### Instruction
Return each line below that contains the string "stone". The match is case-sensitive.

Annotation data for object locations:
################
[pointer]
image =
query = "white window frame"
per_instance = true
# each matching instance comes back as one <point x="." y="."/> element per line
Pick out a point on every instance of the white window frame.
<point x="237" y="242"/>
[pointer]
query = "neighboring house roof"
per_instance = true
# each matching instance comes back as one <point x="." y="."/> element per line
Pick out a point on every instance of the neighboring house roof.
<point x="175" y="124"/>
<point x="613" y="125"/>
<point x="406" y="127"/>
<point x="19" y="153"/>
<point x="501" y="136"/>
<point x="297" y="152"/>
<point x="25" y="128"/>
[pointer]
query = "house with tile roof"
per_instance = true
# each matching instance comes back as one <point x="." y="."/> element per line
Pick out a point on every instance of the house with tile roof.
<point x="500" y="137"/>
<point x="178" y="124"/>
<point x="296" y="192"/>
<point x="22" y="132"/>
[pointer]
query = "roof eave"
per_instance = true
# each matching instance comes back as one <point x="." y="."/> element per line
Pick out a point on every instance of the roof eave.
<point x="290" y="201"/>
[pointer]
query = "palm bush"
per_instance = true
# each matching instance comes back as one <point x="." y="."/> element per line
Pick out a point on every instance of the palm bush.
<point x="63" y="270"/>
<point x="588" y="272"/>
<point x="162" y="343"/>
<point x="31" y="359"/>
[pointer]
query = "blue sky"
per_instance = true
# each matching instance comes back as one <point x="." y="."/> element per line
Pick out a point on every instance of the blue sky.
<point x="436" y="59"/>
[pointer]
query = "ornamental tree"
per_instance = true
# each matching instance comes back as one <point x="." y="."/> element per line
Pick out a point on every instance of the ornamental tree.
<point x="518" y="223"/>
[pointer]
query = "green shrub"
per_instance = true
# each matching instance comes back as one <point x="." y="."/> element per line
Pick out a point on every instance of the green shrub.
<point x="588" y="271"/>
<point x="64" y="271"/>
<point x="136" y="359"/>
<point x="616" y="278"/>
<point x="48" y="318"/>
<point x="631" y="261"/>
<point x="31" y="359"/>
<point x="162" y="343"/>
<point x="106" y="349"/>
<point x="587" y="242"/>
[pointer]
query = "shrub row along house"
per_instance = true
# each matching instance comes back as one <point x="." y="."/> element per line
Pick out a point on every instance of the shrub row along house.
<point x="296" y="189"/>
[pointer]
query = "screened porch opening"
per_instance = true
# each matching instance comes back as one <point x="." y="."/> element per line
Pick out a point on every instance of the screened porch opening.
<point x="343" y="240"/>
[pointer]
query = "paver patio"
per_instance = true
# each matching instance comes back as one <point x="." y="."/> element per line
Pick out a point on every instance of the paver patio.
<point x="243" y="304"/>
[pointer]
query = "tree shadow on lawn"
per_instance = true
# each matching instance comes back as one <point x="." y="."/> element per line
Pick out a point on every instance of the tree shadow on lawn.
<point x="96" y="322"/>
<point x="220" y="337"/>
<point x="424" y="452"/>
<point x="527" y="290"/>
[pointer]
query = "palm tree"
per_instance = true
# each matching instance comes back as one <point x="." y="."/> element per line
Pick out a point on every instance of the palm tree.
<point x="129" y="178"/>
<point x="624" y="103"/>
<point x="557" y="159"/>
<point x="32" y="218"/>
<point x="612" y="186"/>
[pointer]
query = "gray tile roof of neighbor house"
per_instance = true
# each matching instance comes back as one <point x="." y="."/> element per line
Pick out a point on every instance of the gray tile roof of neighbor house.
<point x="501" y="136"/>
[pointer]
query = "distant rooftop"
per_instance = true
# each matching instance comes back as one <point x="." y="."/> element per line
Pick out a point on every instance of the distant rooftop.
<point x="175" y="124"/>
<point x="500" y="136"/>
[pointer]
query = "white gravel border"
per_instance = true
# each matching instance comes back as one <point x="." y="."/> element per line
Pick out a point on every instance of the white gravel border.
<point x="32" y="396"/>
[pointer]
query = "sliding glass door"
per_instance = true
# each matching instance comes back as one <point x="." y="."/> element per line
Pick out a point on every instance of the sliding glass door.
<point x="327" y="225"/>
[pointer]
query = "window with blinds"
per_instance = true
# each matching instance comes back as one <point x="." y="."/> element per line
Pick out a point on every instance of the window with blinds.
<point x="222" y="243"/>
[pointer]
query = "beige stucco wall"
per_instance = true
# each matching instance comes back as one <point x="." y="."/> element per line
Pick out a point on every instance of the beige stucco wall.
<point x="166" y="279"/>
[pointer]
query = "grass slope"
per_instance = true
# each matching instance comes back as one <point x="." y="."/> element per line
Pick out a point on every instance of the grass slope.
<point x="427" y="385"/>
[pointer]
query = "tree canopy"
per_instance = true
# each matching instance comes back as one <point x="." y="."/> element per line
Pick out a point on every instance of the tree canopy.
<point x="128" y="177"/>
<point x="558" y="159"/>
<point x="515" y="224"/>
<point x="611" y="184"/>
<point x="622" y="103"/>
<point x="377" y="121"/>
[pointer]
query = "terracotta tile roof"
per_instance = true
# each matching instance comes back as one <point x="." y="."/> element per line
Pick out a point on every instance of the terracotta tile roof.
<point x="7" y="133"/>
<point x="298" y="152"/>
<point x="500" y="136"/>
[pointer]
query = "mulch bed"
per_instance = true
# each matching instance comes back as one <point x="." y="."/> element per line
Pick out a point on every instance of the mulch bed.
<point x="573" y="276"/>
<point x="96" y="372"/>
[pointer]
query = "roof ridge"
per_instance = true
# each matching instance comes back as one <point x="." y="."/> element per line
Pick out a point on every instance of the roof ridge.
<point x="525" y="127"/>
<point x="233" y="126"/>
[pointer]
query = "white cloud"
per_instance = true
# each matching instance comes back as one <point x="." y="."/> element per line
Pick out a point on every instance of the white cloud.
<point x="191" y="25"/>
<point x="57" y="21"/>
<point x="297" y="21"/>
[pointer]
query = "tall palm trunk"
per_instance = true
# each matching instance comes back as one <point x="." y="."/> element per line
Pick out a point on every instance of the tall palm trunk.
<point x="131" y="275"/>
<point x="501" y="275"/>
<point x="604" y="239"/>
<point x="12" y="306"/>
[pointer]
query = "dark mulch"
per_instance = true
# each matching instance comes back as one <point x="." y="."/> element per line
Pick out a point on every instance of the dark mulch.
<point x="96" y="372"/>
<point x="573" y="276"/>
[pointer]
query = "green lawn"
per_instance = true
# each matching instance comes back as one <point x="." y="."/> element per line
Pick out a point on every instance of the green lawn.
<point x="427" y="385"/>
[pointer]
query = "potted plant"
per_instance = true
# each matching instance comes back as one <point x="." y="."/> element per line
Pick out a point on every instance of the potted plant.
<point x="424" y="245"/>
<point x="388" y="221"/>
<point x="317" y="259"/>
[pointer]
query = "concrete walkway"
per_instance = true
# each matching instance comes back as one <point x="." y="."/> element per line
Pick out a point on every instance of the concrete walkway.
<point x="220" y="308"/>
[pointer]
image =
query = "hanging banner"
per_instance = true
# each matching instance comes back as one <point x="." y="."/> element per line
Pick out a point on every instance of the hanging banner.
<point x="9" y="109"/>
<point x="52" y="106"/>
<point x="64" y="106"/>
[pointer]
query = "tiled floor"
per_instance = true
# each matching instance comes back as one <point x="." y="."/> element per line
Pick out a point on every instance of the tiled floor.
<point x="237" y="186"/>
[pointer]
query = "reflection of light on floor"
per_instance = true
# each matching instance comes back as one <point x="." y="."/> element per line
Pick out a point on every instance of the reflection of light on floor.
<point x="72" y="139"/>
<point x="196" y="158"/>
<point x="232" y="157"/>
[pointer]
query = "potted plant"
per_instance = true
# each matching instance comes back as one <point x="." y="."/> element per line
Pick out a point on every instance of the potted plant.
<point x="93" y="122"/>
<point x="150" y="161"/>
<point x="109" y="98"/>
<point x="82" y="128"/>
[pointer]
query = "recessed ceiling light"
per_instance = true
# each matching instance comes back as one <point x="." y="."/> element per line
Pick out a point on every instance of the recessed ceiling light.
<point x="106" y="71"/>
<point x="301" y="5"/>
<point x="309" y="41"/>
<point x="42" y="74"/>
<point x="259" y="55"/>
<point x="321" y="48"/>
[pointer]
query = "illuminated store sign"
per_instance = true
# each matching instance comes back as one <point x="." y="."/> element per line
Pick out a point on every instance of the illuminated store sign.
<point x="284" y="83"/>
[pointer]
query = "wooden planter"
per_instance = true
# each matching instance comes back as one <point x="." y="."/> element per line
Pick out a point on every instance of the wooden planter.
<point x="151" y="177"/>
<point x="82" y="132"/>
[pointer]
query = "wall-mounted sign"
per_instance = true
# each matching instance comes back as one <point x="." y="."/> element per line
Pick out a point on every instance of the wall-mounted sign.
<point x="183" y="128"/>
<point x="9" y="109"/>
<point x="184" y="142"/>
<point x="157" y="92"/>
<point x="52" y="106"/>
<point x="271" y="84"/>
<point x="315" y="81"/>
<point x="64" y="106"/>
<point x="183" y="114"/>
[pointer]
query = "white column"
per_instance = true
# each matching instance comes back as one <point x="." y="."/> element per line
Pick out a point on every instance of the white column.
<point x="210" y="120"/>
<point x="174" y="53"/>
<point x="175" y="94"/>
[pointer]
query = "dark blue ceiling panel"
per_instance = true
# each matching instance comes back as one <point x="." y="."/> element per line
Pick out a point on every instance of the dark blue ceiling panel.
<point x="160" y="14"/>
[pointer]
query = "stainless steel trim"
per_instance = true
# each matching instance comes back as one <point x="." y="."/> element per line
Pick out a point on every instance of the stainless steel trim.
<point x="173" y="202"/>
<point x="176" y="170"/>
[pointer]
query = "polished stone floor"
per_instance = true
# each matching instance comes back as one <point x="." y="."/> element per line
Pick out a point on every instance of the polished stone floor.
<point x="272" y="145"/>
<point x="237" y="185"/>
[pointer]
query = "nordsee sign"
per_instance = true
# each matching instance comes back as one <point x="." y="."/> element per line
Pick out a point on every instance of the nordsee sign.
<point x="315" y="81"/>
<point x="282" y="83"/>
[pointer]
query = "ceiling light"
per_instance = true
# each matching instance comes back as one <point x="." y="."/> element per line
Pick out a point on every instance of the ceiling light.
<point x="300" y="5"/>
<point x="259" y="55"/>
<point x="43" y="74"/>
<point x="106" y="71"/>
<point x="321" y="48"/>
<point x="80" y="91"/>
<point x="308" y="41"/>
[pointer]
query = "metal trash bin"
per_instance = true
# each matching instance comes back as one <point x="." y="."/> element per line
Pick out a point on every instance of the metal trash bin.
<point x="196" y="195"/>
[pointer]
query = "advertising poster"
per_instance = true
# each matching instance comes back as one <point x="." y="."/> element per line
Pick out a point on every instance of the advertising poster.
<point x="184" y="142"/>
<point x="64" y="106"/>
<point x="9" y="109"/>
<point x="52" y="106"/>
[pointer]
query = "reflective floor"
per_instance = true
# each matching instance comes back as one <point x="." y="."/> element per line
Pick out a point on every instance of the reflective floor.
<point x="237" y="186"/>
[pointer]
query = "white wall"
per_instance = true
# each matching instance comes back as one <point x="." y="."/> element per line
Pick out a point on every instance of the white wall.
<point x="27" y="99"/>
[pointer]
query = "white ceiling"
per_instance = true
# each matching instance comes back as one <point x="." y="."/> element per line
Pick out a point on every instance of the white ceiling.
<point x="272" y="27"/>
################
### Task result
query = "polished stone floor"
Pick out a point on every instance of the polished stone floor.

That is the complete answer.